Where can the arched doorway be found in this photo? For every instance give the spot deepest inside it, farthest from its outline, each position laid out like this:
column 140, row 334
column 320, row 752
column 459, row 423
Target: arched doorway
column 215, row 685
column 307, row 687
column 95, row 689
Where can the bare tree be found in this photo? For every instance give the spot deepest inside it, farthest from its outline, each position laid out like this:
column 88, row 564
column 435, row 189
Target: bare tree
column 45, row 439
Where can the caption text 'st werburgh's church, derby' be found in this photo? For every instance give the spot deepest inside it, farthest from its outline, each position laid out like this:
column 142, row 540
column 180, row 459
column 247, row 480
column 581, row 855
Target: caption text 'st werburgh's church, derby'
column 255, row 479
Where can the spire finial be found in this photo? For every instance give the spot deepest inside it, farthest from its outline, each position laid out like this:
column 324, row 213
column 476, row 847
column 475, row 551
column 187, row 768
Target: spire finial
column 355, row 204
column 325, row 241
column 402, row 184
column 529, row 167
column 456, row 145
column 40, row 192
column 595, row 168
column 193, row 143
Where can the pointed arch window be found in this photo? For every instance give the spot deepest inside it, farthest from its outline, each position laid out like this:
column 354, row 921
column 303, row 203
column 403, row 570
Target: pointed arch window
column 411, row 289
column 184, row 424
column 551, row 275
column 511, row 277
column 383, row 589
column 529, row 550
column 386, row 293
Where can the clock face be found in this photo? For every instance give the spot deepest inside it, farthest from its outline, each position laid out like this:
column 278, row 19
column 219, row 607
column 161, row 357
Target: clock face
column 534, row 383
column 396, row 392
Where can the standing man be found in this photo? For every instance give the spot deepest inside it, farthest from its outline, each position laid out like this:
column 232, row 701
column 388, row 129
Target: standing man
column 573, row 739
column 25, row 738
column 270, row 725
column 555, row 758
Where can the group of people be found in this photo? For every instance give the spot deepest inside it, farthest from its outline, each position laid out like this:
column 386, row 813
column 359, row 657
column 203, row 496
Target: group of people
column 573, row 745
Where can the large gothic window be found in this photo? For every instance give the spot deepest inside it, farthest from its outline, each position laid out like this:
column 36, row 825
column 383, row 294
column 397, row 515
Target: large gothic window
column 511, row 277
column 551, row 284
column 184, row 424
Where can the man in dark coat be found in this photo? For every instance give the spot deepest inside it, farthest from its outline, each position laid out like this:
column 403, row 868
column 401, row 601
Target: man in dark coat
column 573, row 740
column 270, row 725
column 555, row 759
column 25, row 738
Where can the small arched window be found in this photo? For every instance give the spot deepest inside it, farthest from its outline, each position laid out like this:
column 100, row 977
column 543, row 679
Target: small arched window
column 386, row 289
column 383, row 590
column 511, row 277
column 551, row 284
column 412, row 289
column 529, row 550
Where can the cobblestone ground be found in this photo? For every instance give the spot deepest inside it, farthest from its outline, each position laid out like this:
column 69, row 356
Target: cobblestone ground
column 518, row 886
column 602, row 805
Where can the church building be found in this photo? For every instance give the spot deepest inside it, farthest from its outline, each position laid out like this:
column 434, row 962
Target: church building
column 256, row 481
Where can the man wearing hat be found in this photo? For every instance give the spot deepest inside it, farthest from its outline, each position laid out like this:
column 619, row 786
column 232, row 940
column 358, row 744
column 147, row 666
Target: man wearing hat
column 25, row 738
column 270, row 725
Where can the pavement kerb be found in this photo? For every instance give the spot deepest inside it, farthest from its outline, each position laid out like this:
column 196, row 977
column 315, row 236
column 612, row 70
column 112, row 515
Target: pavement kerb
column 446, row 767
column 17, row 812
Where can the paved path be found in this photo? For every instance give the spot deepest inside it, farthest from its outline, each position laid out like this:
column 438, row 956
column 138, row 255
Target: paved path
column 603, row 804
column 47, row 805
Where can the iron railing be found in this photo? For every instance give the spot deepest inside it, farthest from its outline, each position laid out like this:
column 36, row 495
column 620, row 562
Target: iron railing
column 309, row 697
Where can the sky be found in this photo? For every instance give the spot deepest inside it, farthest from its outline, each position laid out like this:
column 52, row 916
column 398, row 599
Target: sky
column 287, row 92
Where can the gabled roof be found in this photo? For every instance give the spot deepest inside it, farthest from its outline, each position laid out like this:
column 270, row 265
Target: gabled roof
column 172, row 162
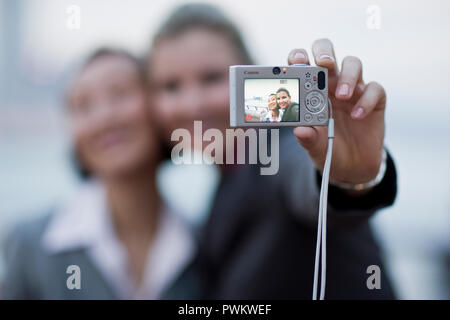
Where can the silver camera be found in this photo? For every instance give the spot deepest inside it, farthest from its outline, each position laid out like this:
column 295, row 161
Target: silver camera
column 271, row 96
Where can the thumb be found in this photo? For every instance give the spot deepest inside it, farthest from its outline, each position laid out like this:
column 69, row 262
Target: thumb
column 315, row 141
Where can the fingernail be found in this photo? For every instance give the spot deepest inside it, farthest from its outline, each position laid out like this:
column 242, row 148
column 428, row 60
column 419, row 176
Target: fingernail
column 299, row 55
column 358, row 112
column 325, row 57
column 343, row 89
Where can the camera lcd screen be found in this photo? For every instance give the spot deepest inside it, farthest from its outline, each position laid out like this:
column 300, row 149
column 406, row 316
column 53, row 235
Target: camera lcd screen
column 271, row 100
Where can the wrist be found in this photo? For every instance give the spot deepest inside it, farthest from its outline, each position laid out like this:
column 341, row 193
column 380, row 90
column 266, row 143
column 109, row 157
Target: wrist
column 358, row 188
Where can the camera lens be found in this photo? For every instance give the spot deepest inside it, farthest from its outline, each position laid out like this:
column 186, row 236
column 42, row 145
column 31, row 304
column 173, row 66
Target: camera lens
column 321, row 80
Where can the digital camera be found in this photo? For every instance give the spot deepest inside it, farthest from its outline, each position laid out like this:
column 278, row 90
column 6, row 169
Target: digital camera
column 274, row 96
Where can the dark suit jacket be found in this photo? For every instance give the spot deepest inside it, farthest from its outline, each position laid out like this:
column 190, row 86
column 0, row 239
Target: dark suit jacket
column 258, row 243
column 260, row 240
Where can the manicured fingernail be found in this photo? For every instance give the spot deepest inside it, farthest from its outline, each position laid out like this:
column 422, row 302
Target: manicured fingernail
column 343, row 89
column 358, row 113
column 325, row 57
column 299, row 55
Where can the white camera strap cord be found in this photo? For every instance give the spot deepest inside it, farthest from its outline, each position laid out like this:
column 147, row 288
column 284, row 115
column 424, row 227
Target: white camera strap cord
column 321, row 245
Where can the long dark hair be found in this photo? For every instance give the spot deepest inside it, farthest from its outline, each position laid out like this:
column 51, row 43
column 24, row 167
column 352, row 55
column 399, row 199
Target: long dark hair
column 205, row 16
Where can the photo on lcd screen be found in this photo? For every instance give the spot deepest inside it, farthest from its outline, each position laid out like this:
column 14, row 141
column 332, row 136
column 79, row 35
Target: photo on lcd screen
column 271, row 100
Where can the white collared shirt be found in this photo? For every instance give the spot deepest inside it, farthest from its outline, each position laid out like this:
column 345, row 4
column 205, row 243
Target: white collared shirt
column 85, row 222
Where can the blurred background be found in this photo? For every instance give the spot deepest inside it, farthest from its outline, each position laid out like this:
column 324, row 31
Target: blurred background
column 404, row 45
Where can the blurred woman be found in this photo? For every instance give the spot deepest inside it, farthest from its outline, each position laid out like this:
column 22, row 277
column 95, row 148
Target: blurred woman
column 275, row 113
column 114, row 238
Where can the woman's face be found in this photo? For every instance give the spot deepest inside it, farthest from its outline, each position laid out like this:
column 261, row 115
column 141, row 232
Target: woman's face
column 272, row 102
column 189, row 80
column 109, row 117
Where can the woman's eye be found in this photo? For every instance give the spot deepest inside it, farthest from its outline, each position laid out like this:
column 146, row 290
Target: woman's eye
column 212, row 78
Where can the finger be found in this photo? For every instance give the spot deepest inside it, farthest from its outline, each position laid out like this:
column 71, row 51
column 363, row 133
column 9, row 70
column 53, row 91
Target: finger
column 323, row 52
column 298, row 56
column 314, row 140
column 350, row 76
column 373, row 97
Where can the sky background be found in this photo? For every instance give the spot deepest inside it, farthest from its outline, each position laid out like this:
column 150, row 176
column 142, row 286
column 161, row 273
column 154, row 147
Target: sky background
column 406, row 50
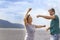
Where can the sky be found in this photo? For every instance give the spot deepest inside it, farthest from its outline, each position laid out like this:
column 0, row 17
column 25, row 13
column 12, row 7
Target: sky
column 14, row 10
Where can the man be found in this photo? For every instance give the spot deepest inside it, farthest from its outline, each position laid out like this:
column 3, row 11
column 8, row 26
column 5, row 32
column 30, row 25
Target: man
column 54, row 25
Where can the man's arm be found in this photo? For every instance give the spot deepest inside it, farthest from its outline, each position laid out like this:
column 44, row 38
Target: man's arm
column 47, row 17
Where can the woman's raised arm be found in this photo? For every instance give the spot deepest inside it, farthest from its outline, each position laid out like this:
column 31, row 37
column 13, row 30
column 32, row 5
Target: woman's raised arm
column 25, row 18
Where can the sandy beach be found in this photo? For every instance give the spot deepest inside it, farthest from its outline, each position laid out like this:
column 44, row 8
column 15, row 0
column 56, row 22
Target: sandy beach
column 19, row 34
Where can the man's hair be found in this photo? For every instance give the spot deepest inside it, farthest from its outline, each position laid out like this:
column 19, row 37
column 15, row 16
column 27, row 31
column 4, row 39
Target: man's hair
column 53, row 10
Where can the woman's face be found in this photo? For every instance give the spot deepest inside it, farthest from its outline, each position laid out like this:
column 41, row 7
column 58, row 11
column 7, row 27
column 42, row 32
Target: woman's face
column 29, row 19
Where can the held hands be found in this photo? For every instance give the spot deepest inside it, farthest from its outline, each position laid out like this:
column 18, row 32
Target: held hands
column 44, row 25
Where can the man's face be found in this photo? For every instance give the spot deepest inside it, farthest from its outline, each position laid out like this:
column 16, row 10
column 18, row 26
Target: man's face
column 51, row 12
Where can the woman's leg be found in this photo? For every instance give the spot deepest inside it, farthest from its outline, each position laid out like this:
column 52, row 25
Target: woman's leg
column 54, row 37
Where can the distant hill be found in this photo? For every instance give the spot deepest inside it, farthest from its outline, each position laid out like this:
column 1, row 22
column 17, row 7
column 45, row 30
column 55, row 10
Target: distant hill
column 7, row 24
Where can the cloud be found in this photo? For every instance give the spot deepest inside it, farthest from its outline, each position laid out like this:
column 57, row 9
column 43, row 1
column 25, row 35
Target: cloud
column 14, row 10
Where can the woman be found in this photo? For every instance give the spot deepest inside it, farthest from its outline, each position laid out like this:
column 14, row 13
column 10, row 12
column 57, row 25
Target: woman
column 29, row 26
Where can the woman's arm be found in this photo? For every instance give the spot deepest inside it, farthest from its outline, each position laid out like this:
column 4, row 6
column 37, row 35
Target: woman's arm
column 40, row 26
column 25, row 18
column 47, row 17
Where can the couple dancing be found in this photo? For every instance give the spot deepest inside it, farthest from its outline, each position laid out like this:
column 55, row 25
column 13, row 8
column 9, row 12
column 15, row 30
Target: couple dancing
column 54, row 26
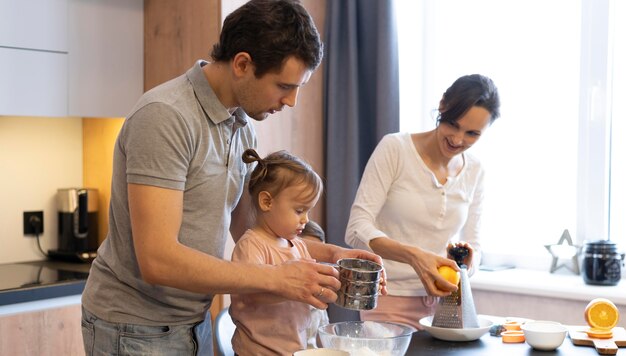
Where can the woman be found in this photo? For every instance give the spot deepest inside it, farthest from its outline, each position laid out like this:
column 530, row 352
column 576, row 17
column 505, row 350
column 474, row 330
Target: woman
column 420, row 193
══════
Exercise objective:
Would you print exactly, and only, the lines of the data above from the line with "column 345, row 4" through the line with "Where can the blurred background", inclusive?

Answer space:
column 345, row 4
column 205, row 243
Target: white collared shirt
column 85, row 222
Where can the blurred background be found in this photo? For every instance give the spot deepest inside it, farthest from its outline, each position laid out like this:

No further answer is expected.